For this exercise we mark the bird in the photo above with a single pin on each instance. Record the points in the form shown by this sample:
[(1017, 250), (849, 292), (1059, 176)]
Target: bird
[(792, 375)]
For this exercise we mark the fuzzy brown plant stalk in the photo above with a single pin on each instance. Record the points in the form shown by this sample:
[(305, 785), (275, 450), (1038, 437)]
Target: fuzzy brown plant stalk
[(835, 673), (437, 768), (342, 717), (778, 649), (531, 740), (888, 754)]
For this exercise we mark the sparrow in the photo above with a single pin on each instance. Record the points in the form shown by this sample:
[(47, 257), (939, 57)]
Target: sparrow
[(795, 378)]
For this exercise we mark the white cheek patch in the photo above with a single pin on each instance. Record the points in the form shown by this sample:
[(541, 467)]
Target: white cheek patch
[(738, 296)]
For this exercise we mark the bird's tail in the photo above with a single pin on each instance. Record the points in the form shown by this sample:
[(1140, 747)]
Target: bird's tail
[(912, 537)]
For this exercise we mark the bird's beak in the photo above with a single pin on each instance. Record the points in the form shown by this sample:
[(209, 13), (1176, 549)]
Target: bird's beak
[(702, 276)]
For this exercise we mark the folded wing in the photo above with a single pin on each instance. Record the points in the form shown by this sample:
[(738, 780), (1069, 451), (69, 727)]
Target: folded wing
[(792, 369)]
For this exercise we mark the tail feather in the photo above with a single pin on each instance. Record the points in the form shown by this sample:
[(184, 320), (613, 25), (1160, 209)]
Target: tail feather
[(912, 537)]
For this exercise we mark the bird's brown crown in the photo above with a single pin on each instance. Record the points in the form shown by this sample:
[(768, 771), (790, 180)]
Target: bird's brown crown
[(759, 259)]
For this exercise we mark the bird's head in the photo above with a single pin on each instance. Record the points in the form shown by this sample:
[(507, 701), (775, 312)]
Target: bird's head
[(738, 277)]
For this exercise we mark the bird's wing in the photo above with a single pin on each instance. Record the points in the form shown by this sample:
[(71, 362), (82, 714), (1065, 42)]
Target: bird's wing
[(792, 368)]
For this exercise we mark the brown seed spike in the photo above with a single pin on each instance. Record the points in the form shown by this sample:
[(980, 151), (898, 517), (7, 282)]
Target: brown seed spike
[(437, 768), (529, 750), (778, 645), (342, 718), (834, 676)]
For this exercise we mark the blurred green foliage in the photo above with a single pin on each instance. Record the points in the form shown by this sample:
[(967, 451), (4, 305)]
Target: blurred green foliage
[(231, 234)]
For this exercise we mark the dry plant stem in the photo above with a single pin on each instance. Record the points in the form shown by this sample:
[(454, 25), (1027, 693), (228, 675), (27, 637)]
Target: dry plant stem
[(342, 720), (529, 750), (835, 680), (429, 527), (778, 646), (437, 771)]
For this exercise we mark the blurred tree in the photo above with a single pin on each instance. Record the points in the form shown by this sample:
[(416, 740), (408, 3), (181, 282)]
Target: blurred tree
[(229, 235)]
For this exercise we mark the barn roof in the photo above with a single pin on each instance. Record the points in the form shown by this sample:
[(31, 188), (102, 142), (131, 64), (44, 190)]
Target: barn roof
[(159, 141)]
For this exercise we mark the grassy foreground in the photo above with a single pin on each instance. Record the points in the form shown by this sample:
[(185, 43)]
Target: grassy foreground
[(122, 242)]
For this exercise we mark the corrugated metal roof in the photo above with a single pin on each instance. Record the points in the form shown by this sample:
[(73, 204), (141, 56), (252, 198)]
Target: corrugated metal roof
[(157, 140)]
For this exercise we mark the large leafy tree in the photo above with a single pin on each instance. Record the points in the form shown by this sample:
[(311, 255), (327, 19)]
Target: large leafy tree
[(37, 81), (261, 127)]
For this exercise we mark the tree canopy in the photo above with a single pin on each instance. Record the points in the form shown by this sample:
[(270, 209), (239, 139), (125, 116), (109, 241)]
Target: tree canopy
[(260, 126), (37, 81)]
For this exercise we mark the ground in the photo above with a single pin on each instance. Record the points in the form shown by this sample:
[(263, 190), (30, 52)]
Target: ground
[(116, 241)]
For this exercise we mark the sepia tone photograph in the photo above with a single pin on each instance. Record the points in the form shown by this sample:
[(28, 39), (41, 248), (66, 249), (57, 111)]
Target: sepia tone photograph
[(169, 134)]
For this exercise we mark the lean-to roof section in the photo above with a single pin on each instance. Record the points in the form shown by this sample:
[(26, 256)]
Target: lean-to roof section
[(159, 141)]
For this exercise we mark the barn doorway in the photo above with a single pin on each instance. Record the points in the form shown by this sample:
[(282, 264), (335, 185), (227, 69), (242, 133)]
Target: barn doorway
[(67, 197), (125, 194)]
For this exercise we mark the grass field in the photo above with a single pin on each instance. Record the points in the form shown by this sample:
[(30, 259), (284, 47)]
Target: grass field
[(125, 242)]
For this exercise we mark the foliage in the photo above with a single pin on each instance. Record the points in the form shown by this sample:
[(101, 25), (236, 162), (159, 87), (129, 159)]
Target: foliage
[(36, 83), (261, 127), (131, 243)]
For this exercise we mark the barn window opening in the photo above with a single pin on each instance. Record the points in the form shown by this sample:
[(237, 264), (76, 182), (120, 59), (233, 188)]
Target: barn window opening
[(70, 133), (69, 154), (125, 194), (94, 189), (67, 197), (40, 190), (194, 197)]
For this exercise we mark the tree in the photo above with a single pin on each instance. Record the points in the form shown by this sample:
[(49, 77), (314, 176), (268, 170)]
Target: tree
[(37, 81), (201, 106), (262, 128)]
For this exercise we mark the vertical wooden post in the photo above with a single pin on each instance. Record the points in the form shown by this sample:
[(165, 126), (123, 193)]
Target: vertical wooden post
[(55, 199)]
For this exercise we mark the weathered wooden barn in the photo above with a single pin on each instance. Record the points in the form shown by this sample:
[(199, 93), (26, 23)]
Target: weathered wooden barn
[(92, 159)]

====

SHORT PROBLEM: Reproduce everything from the line containing "For this exercise we mark the vertical" down to the final row, requests included, offsetting each point coordinate in the answers by -105. Leave the requests and their sample point lists unchanged.

FINAL RESULT:
For this exercise we mark the vertical wooden post in the photo above with a single pin on each instance. Record the points in the form shown by this sample:
[(165, 126), (123, 193)]
Target: vertical wooden post
[(-50, 94)]
For this exercise we mark the weathered wooden barn in the photo above with a single pin on each instance. Record the points in the form shown by this sample:
[(199, 93), (26, 23)]
Target: weathered wooden barn
[(-13, 54)]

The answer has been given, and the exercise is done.